Economista e ex-ministra, que participou da criação do programa Bolsa Família, fala às jornalistas sobre o impacto dos desastres em torno das políticas públicas brasileiras nos últimos anos
A economista e ministra do Desenvolvimento Social e Combate à Fome durante o governo da presidente Dilma Rousseff, Tereza Campello, foi entrevistada pelas jornalistas do GGN no Cai na Roda do sábado, 13 de fevereiro, programa exibido na TV GGN. A especialista, que participou da criação do programa Bolsa Família, contou sobre o planejamento estratégico e social do “primeiro grande embrião de políticas públicas” e denunciou o desmonte do assistencialismo social iniciado em 2018, agravado pela administração de Jair Bolsonaro (sem partido) e que ganhou ares – ainda mais – desastrados em meio a crise sanitária ocasionada pela pandemia do coronavírus.

### [Dados fornecidos]

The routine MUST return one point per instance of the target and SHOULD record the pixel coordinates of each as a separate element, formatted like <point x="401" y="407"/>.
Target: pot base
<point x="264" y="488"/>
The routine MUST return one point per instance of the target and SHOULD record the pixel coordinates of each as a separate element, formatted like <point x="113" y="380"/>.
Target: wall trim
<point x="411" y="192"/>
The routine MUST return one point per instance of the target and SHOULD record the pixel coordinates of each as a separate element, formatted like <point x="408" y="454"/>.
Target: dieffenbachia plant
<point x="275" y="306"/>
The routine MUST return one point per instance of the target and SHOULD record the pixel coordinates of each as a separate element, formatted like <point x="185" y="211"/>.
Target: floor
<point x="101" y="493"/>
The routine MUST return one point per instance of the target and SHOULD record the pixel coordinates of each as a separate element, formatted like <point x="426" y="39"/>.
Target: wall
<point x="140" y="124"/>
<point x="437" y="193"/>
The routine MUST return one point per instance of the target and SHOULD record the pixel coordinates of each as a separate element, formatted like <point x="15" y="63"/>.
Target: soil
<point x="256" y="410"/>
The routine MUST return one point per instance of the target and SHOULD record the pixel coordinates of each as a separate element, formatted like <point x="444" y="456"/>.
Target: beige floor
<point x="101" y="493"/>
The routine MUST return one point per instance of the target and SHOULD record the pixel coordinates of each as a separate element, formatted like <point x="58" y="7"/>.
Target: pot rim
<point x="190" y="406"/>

### [O que fazer]
**1)** Segundo o texto sobre Tereza Campello, em que dia ela foi entrevistada no Cai na Roda?
**2)** Com base no texto sobre Tereza Campello, explique em até três frases o que tornou mais grave o desmonte do assistencialismo social iniciado em 2018.
**3)** Continue, por favor, o texto sobre Tereza Campello a partir do ponto em que ele termina.

### [Respostas]
**1)** No sábado, 13 de fevereiro.

**2)** O desmonte foi agravado pela administração de Jair Bolsonaro. Depois ganhou ares ainda mais desastrados em meio à crise sanitária causada pela pandemia do coronavírus.

**3)**
O Bolsa Família, criado em 2003 pelo governo do ex-presidente Luiz Inácio Lula da Silva, foi um dos grandes atores no combate à miséria nas duas últimas décadas. Mais que um programa de distribuição de capital para complementar a renda de famílias que vivem em situação de pobreza e de extrema pobreza, ele também presta o acompanhamento assistencial dos beneficiários, por meio do Sistema Único de Assistência Social (SUAS).
“O Bolsa Família completou 17 anos e como programa ele veio se transformando. O Bolsa Família de hoje não é mais aquele programa de 2003. Mas, a sua essência estrutural e fundamental se mantêm, mostrando que o diagnóstico [feito à época] era correto, que as avaliações e a construção original teve uma base sólida”, explicou Campello. “O Bolsa Família foi o primeiro grande embrião de políticas públicas porque a avaliação era que nós precisávamos de um programa que, no mínimo, atingisse três grandes objetivos: aliviar a pobreza, tivesse integração com a educação e garantisse o acompanhamento em saúde [das pessoas atendidas]”, pontuou.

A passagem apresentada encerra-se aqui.